**What is expected**
Copy out the line containing "If you could locate the recessed" and each line after it, through the last one in the material, exactly as written.

**Dataset content**
☆ ☆ ☆

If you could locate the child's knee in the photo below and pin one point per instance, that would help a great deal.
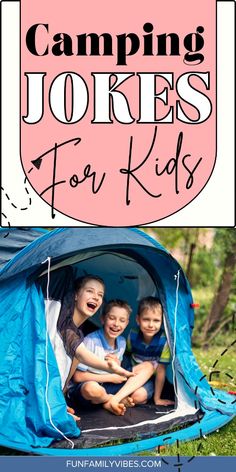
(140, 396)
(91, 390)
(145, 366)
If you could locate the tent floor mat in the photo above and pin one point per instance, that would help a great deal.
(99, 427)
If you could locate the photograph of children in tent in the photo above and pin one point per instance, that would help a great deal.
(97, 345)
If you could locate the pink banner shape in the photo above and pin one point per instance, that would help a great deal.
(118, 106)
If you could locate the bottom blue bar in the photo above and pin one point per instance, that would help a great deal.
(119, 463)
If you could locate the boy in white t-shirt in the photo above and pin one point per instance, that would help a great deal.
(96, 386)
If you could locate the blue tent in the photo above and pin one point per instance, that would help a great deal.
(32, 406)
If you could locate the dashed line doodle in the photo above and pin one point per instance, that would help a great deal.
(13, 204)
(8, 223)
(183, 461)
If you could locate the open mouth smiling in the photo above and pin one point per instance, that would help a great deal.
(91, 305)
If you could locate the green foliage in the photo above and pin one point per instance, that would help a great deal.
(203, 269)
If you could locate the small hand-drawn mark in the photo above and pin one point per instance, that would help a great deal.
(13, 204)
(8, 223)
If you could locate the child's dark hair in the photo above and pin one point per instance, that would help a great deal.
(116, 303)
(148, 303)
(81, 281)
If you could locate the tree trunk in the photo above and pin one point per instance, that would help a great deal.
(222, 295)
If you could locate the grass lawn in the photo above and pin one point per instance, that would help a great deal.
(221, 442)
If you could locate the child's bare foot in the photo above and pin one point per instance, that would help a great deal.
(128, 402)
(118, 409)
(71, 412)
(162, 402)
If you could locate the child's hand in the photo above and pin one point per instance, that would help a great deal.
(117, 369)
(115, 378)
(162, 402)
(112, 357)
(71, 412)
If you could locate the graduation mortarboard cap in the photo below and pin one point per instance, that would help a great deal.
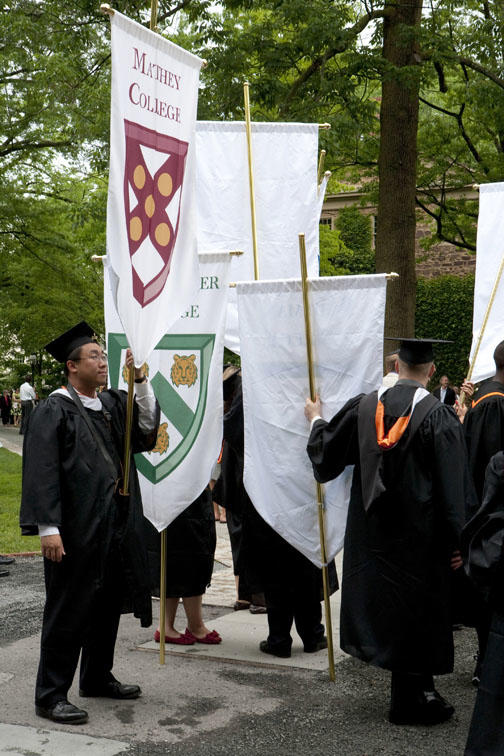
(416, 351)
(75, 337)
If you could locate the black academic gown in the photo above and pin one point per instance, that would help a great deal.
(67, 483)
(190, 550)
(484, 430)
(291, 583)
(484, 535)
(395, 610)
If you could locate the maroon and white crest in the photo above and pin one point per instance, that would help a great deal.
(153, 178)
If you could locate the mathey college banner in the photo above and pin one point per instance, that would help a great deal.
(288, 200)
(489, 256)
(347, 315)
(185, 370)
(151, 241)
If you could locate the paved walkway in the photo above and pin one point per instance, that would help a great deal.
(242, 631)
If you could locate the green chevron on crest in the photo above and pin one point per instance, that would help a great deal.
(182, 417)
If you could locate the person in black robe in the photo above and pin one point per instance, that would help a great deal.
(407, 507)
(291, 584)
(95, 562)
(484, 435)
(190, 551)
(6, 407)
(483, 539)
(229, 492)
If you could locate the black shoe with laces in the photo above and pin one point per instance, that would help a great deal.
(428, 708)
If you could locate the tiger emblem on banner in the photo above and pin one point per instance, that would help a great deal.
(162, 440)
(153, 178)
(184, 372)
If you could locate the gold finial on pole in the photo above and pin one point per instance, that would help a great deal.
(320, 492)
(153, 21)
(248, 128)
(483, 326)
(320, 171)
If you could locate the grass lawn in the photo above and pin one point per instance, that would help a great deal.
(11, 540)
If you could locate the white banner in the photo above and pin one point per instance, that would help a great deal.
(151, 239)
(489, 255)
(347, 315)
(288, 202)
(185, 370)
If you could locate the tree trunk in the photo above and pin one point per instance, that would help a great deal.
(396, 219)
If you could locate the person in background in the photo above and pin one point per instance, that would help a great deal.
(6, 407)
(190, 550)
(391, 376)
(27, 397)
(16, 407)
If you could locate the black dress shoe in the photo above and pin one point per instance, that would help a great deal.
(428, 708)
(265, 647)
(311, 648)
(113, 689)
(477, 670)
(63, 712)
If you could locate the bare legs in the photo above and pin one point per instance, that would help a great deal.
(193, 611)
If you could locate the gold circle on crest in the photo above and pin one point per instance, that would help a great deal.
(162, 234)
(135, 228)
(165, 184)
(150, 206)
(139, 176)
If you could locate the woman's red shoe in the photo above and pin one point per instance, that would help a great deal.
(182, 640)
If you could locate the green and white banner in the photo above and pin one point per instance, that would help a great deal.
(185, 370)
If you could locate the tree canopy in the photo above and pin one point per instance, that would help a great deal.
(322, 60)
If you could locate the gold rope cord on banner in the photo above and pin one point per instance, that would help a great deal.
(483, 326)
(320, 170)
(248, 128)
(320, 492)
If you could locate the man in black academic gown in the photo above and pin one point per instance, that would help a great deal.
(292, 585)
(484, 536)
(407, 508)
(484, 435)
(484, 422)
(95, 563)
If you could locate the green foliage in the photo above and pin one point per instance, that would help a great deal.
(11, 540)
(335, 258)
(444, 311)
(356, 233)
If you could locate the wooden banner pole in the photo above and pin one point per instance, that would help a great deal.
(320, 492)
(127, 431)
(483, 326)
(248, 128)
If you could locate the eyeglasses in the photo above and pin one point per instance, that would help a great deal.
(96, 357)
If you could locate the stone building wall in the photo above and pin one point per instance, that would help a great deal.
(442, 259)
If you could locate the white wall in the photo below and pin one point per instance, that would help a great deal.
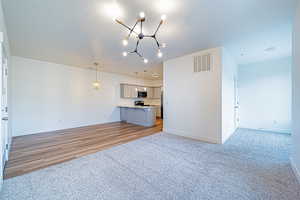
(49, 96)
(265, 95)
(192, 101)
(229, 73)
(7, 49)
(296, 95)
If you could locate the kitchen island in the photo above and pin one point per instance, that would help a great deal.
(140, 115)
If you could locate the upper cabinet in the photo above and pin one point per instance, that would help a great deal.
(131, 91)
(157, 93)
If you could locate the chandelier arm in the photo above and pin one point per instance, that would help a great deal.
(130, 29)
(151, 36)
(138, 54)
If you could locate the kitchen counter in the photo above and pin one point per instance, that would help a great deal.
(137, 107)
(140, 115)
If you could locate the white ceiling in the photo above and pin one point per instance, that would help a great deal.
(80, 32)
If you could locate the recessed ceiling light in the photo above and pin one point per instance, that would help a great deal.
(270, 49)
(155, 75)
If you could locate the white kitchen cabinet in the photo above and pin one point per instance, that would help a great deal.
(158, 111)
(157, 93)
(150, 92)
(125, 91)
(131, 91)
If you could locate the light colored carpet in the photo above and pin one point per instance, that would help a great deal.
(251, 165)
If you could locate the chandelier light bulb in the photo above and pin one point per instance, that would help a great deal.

☆ ☆ ☆

**Problem solution**
If you could locate the recessed ceiling light in the photo above and pin one point per instance, that would help a great deal.
(270, 49)
(155, 75)
If you could locate the white kitchen cabinet in the photo above and pin one point per instance, that would help a great deal.
(158, 111)
(157, 93)
(150, 92)
(125, 91)
(131, 91)
If you could locate the light colored carpet in the photo above and pin one point per instance, that would help a great deal.
(251, 165)
If you could locate the chandelier light bulb in the photo above and pin one point per instance, that would help a great deal.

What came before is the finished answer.